Data entries:
☆ ☆ ☆ ☆ ☆

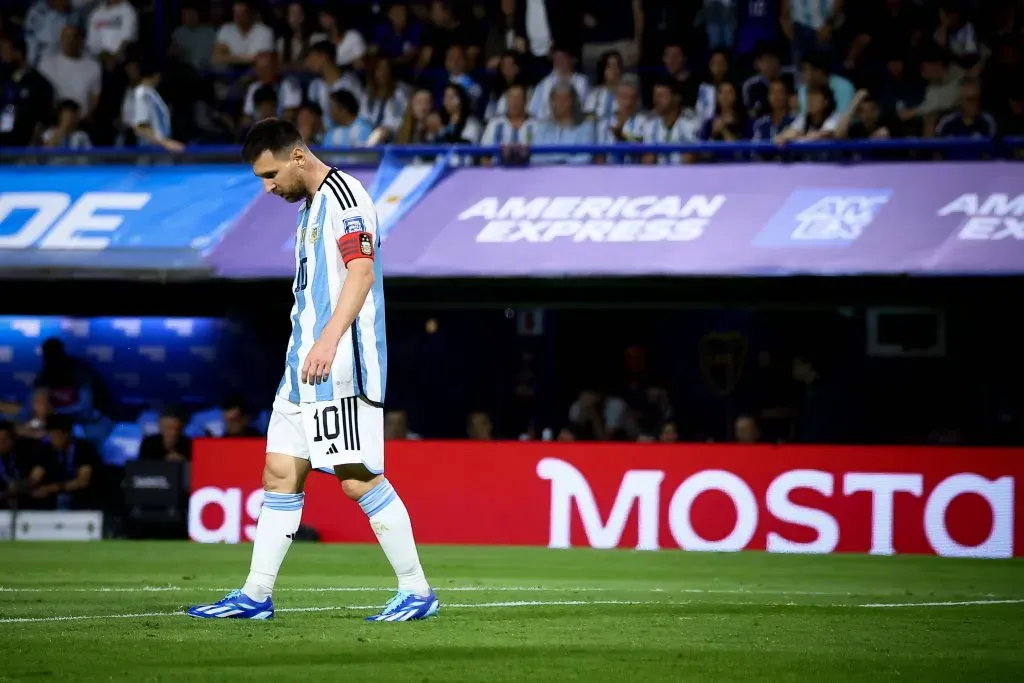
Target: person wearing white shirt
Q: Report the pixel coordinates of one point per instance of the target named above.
(563, 73)
(241, 40)
(113, 27)
(672, 124)
(268, 74)
(73, 74)
(330, 77)
(152, 118)
(601, 102)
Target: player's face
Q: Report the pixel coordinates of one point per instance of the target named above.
(281, 175)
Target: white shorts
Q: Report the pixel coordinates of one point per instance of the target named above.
(342, 431)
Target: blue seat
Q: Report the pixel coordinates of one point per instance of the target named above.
(122, 444)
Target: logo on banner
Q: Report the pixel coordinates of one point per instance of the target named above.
(827, 217)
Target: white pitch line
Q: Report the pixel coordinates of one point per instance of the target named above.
(945, 604)
(517, 603)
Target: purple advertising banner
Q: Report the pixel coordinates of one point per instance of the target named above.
(750, 219)
(262, 242)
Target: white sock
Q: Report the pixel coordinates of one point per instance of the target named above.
(389, 519)
(279, 520)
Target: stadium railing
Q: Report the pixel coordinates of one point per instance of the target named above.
(889, 151)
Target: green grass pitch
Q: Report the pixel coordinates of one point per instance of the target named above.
(111, 611)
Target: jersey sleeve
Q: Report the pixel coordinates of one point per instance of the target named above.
(351, 218)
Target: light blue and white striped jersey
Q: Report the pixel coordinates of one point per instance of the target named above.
(540, 102)
(320, 92)
(289, 97)
(340, 221)
(150, 110)
(601, 103)
(501, 131)
(811, 13)
(385, 113)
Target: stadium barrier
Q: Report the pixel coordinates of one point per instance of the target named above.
(791, 499)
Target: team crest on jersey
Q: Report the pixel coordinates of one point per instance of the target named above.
(354, 224)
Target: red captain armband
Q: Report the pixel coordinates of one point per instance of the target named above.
(355, 245)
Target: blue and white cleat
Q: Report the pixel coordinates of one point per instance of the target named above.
(408, 606)
(235, 605)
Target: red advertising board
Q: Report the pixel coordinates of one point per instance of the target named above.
(797, 499)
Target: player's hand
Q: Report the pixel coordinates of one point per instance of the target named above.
(318, 361)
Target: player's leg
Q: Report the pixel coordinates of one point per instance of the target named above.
(285, 472)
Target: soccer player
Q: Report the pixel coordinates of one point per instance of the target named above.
(329, 409)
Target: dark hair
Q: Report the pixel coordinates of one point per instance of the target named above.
(274, 135)
(346, 100)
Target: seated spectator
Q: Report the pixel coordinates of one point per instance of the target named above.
(602, 101)
(113, 27)
(729, 122)
(240, 40)
(567, 126)
(969, 120)
(268, 75)
(170, 443)
(777, 117)
(421, 123)
(67, 133)
(817, 73)
(74, 74)
(70, 484)
(330, 77)
(237, 420)
(349, 45)
(383, 103)
(42, 28)
(458, 122)
(562, 75)
(310, 123)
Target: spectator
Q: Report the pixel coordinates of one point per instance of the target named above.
(268, 75)
(113, 27)
(809, 25)
(73, 74)
(296, 36)
(170, 443)
(383, 103)
(26, 102)
(71, 482)
(459, 124)
(969, 120)
(567, 126)
(509, 73)
(816, 73)
(237, 420)
(745, 430)
(349, 45)
(729, 122)
(421, 124)
(310, 123)
(601, 102)
(194, 41)
(151, 117)
(43, 25)
(330, 77)
(563, 74)
(479, 427)
(942, 91)
(769, 68)
(708, 92)
(241, 40)
(778, 118)
(67, 133)
(672, 124)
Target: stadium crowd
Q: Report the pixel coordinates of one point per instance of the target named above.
(82, 73)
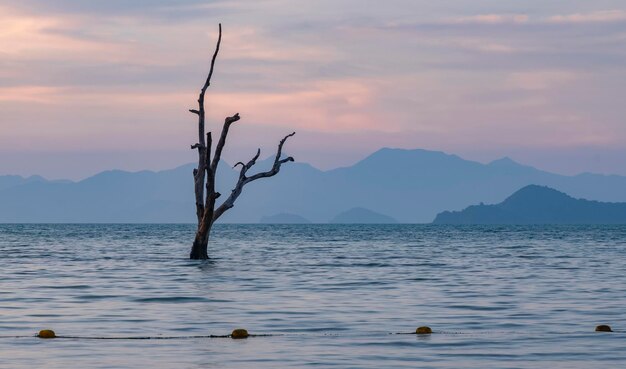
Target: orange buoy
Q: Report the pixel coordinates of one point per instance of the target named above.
(239, 334)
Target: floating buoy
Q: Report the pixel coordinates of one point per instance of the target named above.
(239, 333)
(423, 330)
(603, 328)
(46, 333)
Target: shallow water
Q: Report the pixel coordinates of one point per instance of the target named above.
(496, 297)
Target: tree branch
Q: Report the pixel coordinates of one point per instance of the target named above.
(243, 180)
(220, 144)
(203, 153)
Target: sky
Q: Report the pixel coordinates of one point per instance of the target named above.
(87, 86)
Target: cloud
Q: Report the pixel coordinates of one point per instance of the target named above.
(603, 16)
(541, 80)
(489, 19)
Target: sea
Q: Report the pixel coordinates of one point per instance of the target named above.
(313, 296)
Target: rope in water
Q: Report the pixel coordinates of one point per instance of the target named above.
(242, 333)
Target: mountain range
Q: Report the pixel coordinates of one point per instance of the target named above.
(538, 205)
(410, 186)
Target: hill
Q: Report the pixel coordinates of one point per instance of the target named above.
(412, 186)
(538, 205)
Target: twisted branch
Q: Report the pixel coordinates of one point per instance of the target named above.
(243, 179)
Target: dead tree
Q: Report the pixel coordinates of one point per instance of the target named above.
(204, 176)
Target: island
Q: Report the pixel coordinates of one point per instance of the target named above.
(535, 204)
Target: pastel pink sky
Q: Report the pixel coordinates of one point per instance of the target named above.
(89, 86)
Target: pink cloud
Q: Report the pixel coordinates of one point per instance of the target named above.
(592, 17)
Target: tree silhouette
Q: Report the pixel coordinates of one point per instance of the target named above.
(204, 176)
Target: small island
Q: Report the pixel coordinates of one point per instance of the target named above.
(538, 205)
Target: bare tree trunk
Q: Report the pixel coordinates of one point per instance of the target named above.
(204, 175)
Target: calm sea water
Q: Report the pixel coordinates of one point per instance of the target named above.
(496, 297)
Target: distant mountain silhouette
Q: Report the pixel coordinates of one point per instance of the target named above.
(538, 205)
(284, 218)
(362, 216)
(411, 186)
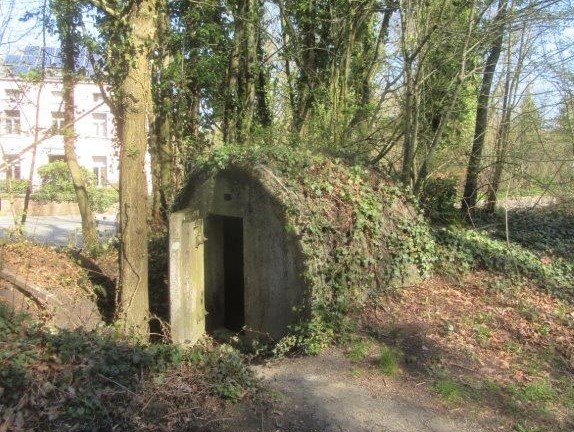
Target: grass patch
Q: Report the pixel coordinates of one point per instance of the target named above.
(537, 392)
(389, 360)
(450, 390)
(359, 349)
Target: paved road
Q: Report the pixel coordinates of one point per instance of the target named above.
(58, 230)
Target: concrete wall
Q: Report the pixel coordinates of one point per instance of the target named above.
(272, 265)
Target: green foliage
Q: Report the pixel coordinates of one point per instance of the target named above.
(92, 378)
(464, 249)
(539, 392)
(57, 186)
(17, 187)
(360, 234)
(439, 198)
(450, 391)
(359, 349)
(389, 360)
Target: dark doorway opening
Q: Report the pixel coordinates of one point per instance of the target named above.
(225, 291)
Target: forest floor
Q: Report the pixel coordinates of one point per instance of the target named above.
(475, 352)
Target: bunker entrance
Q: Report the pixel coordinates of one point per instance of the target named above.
(224, 271)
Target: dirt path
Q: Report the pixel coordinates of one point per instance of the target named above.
(328, 394)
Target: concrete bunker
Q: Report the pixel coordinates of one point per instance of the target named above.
(233, 265)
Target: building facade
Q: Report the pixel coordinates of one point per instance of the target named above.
(31, 118)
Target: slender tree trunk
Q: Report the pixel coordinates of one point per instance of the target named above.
(502, 142)
(161, 148)
(470, 195)
(66, 11)
(28, 194)
(136, 111)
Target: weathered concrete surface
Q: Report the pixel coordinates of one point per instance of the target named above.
(66, 310)
(272, 264)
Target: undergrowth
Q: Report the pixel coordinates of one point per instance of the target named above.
(540, 249)
(103, 380)
(360, 233)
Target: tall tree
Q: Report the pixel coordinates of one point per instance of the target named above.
(470, 194)
(246, 83)
(68, 18)
(130, 30)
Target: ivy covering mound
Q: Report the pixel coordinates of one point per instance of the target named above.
(359, 233)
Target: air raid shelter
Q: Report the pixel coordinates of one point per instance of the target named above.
(256, 246)
(232, 264)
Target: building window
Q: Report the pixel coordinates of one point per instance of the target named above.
(13, 95)
(100, 170)
(100, 121)
(12, 122)
(57, 121)
(12, 166)
(55, 158)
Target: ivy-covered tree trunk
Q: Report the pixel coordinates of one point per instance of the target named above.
(161, 146)
(67, 17)
(133, 108)
(243, 74)
(470, 195)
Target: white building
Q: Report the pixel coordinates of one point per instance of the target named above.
(26, 105)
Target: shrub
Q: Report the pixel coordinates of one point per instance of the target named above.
(17, 187)
(57, 186)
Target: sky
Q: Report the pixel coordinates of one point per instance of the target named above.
(15, 33)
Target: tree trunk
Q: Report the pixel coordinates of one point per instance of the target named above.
(67, 12)
(470, 196)
(136, 110)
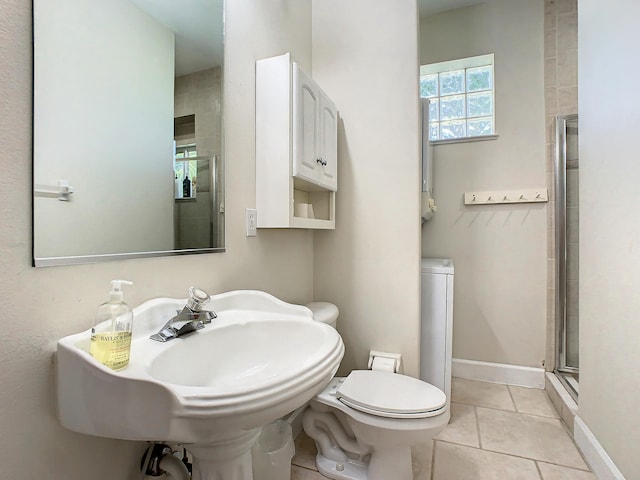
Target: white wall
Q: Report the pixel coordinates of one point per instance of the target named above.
(114, 134)
(609, 228)
(499, 251)
(365, 58)
(41, 305)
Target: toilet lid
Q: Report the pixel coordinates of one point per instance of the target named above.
(392, 395)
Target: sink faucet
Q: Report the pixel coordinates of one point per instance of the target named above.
(189, 319)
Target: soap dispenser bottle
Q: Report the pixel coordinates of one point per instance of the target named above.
(111, 334)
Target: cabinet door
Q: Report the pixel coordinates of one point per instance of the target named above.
(305, 126)
(328, 143)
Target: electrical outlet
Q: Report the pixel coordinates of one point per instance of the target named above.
(252, 222)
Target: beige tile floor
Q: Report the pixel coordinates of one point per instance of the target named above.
(496, 432)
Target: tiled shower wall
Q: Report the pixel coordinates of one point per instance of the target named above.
(561, 98)
(200, 94)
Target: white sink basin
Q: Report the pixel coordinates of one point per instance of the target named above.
(259, 360)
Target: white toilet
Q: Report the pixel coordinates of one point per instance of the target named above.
(365, 424)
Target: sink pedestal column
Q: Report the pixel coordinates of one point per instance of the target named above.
(227, 460)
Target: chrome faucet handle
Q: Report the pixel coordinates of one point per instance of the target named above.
(197, 298)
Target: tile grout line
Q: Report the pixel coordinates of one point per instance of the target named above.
(537, 415)
(515, 456)
(512, 399)
(475, 414)
(433, 460)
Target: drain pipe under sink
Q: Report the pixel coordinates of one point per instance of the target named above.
(159, 460)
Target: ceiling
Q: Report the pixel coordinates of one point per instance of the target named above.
(198, 26)
(431, 7)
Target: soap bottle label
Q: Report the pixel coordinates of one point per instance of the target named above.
(111, 348)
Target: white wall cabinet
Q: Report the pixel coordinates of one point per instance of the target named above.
(296, 148)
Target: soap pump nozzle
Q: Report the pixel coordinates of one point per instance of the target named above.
(116, 295)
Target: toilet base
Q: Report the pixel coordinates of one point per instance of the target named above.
(349, 470)
(385, 465)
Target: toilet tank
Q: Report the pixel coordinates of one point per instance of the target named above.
(324, 312)
(436, 326)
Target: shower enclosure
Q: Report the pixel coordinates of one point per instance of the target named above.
(567, 243)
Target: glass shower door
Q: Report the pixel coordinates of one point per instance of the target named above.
(567, 244)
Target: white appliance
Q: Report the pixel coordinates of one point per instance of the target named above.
(436, 323)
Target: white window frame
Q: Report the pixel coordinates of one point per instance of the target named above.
(463, 64)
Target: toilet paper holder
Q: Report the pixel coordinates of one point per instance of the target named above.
(385, 361)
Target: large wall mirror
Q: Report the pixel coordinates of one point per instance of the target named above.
(128, 139)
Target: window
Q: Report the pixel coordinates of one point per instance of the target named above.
(461, 97)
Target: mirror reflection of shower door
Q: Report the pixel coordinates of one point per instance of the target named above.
(567, 244)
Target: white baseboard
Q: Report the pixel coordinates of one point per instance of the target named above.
(498, 373)
(602, 466)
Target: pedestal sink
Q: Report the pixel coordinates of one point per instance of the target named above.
(211, 390)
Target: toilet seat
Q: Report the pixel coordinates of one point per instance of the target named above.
(390, 395)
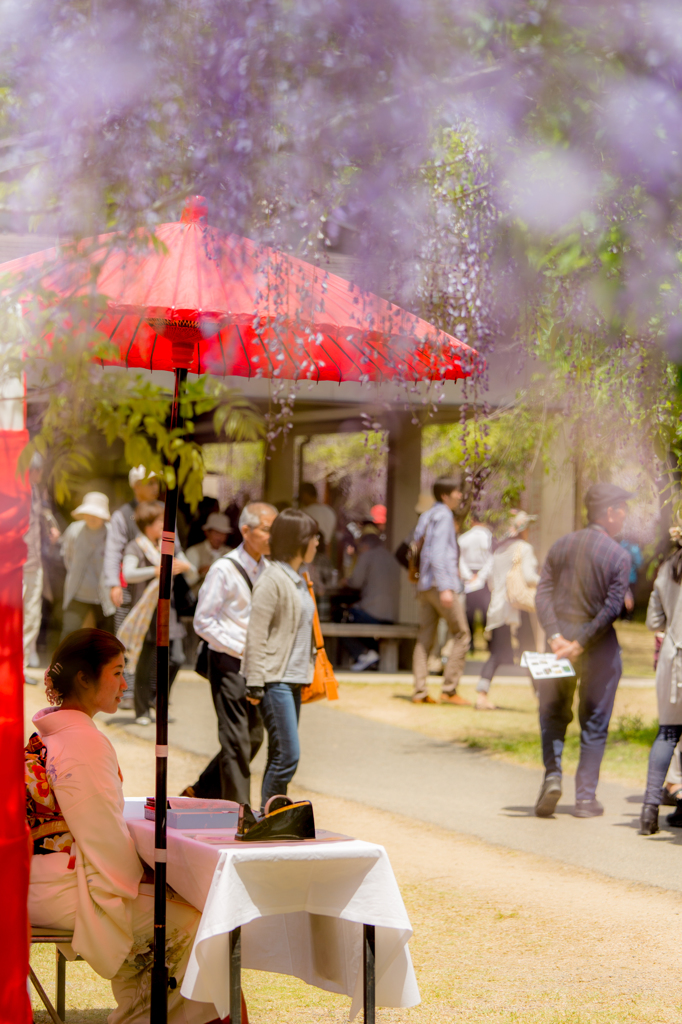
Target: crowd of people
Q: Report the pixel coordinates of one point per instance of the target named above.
(253, 609)
(112, 563)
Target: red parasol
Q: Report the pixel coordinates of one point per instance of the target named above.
(228, 306)
(204, 301)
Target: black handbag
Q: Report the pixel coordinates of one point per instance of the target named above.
(283, 820)
(201, 665)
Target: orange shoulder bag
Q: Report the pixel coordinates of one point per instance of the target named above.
(324, 681)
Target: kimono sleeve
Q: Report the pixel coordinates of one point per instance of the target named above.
(84, 774)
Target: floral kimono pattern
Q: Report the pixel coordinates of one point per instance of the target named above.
(49, 830)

☆ ☆ ☆ ☆ ☆

### Problem requirements:
Copy out each line of the entries that holds "building".

### Solution to the problem:
Target: building facade
Target: building window
Target: white building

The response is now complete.